Could you return every line of the records below that contains the word "castle"?

[Referring expression data]
##########
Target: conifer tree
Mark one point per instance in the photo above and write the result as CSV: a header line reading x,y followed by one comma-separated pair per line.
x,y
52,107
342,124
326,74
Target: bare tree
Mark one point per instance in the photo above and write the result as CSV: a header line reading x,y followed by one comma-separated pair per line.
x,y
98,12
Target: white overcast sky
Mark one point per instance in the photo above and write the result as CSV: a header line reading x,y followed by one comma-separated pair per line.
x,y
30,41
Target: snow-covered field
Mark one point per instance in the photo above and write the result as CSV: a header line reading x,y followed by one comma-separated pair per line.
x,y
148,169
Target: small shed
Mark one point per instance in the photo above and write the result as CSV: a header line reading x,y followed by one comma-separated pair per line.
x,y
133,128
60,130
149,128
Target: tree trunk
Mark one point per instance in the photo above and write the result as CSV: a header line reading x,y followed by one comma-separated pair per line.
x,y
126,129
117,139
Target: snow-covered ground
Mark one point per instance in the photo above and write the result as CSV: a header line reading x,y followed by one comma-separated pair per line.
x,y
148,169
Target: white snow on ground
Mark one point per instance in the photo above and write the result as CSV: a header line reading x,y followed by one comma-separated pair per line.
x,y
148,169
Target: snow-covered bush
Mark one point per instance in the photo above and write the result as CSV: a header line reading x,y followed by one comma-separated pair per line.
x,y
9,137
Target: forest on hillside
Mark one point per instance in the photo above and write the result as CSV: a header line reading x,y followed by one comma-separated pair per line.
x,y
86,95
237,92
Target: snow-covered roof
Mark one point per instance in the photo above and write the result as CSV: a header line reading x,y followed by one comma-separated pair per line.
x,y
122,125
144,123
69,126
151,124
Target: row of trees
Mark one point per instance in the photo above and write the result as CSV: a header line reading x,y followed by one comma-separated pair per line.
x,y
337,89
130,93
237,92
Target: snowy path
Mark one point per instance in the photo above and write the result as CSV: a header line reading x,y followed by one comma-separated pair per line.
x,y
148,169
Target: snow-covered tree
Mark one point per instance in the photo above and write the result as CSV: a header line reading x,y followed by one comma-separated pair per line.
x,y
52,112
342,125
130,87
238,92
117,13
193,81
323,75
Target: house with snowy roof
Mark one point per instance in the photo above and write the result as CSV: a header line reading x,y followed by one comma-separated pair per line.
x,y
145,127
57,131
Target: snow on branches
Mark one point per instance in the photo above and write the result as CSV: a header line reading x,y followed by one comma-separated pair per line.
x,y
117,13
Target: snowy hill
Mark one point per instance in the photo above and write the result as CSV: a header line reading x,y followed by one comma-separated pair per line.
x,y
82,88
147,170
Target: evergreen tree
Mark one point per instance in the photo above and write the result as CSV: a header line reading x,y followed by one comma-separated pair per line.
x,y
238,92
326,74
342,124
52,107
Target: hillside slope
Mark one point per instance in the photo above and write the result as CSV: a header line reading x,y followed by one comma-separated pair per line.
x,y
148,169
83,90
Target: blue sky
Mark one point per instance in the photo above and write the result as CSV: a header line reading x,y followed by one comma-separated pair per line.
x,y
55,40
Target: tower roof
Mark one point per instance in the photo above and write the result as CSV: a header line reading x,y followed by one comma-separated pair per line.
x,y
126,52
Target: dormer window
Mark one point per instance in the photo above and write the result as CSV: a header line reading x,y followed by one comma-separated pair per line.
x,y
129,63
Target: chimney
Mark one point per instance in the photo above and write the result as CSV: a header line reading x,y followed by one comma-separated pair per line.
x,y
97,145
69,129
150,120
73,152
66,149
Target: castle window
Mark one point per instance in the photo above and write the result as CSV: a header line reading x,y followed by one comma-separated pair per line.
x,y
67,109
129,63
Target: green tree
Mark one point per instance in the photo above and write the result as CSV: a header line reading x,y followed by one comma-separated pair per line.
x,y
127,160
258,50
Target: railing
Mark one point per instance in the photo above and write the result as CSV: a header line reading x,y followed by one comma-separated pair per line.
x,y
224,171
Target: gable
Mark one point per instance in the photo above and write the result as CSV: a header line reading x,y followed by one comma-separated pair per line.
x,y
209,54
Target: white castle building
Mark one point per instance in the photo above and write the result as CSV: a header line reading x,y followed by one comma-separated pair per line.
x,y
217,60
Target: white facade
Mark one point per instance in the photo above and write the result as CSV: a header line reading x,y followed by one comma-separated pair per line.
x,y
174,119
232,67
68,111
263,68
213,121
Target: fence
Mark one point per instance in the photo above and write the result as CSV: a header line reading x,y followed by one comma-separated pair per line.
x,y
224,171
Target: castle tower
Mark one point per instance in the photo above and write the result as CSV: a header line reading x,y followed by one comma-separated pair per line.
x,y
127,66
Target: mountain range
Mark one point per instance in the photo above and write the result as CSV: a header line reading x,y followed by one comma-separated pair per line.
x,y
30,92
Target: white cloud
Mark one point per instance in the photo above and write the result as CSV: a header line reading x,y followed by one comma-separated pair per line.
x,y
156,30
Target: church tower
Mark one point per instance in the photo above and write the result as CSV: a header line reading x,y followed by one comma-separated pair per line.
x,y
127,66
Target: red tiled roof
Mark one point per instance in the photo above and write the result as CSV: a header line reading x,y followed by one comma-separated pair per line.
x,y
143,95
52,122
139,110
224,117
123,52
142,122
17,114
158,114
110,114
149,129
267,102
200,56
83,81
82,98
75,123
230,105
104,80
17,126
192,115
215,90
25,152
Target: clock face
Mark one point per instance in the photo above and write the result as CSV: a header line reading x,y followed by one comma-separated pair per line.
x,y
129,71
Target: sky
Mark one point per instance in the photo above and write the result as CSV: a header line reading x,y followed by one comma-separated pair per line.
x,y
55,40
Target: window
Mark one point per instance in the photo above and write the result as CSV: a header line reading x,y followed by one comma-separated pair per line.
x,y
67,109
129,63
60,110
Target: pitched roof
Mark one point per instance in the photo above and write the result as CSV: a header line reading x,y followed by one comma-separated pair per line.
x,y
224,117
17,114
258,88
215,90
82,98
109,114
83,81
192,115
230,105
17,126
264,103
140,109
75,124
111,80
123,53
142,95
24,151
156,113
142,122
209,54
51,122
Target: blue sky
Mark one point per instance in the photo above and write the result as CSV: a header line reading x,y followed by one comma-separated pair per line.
##########
● Final answer:
Target: castle window
Target: white castle building
Target: castle tower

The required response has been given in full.